_Work request_. Please reproduce the data below exactly, from the first line through the line containing "# test: point out the man in teal", and leave every later line out.

Supplied material section start

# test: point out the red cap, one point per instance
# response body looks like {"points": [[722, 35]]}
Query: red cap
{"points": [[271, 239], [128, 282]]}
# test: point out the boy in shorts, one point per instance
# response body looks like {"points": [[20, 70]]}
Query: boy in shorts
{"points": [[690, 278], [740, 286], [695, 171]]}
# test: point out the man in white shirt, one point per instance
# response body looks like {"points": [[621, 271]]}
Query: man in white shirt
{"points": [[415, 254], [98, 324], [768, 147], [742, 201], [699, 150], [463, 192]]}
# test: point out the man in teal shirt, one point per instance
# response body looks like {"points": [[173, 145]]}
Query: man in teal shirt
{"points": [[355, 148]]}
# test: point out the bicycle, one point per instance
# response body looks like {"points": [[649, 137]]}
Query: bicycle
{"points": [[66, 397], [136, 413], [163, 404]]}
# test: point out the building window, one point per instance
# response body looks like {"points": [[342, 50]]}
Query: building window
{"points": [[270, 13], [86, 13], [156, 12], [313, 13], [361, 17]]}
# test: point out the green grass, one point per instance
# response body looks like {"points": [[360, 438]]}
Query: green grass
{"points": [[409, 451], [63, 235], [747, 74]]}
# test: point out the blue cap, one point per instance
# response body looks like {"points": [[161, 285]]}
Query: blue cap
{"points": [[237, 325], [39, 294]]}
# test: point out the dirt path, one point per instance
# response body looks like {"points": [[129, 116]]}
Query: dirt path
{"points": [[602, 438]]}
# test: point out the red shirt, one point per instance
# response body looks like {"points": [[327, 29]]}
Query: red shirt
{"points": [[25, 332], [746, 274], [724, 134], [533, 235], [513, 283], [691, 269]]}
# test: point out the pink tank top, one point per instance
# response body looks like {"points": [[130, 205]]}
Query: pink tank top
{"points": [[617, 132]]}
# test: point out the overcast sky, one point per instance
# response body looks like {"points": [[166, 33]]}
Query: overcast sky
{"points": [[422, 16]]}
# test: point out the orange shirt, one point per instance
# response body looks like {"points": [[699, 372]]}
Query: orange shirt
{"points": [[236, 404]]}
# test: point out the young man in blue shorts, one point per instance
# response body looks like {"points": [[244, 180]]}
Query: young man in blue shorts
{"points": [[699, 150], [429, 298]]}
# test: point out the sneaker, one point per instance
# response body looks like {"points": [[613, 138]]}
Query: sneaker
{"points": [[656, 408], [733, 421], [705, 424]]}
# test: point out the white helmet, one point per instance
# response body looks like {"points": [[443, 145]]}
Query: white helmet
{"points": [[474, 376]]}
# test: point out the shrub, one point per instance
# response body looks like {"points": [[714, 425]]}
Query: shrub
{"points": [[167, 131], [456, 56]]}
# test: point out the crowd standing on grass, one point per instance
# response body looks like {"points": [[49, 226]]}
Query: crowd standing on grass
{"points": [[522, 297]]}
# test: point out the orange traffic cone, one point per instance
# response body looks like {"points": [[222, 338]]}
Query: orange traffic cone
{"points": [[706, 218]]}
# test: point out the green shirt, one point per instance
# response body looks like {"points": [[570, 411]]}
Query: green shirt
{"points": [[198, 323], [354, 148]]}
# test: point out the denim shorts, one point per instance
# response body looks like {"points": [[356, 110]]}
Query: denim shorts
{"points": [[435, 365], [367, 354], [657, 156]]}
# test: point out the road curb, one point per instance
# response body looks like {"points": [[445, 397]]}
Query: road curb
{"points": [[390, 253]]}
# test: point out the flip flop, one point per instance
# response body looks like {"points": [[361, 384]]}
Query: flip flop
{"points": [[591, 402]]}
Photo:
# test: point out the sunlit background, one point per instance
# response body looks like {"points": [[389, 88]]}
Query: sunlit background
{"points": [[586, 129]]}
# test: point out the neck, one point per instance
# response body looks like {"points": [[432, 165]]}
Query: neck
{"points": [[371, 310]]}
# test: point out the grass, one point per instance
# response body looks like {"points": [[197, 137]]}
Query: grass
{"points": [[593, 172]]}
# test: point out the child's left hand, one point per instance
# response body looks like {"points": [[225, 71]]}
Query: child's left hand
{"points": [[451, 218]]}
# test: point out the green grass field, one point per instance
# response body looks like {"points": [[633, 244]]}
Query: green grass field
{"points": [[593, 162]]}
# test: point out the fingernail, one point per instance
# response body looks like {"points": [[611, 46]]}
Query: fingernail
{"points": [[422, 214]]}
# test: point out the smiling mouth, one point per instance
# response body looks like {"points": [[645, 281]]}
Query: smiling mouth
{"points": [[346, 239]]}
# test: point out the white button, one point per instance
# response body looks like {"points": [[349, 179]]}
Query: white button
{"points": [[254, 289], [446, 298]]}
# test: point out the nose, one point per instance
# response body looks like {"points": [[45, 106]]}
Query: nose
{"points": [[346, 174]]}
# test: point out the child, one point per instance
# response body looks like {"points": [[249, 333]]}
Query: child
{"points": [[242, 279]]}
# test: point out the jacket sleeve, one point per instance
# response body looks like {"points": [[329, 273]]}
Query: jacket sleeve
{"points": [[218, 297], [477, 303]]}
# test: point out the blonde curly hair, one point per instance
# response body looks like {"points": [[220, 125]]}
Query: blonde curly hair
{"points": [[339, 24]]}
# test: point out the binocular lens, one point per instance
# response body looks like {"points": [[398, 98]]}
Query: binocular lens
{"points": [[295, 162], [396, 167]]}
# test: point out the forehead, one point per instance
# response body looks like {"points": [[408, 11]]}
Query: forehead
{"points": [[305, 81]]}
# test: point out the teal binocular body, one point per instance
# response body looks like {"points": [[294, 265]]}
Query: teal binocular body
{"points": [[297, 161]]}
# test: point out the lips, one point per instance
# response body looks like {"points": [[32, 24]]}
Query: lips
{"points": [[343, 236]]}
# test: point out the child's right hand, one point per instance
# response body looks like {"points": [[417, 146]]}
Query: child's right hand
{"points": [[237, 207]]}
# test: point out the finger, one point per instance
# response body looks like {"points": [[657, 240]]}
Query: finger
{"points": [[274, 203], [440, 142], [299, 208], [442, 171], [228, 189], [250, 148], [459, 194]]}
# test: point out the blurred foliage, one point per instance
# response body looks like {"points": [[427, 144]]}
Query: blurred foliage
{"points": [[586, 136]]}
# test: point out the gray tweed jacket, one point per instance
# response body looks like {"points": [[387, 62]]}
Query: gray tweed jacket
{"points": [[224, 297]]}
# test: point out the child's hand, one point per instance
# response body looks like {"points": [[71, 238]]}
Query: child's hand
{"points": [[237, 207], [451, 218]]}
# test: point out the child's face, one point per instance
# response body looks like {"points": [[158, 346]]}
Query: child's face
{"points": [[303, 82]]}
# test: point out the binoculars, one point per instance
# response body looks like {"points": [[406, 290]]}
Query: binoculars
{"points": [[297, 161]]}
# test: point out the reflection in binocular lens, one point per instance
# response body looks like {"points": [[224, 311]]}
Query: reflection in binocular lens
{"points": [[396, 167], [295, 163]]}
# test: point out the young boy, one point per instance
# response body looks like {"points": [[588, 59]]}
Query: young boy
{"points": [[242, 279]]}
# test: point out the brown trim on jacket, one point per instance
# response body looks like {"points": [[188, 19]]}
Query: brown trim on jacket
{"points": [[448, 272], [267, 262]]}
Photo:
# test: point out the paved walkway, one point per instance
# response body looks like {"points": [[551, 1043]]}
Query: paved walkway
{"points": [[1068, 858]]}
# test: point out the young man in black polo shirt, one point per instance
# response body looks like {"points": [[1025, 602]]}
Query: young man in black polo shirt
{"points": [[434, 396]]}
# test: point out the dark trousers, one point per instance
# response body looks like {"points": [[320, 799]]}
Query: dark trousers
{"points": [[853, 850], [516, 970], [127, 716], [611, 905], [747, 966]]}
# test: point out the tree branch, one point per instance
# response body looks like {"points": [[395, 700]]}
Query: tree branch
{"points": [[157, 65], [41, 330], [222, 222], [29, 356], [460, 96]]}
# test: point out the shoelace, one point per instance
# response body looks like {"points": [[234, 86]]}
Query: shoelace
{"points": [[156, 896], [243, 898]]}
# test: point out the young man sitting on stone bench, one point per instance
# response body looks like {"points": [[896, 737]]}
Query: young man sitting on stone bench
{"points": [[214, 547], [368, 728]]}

Supplied material section end

_Written response_.
# test: point out the red cap, one point per instance
# response body looks like {"points": [[722, 35]]}
Query: red cap
{"points": [[271, 239], [128, 282]]}
# test: point out the boy in shorts, one point per instance
# response body looks like {"points": [[20, 70]]}
Query: boy in shorts
{"points": [[690, 278], [740, 286], [695, 171]]}
# test: point out the man in white shirt, one point per instance
# response body looks like {"points": [[621, 271]]}
Query: man in white shirt
{"points": [[415, 254], [98, 324], [768, 147], [742, 201], [699, 150], [463, 192]]}
# test: point out the man in teal shirt, one point per instance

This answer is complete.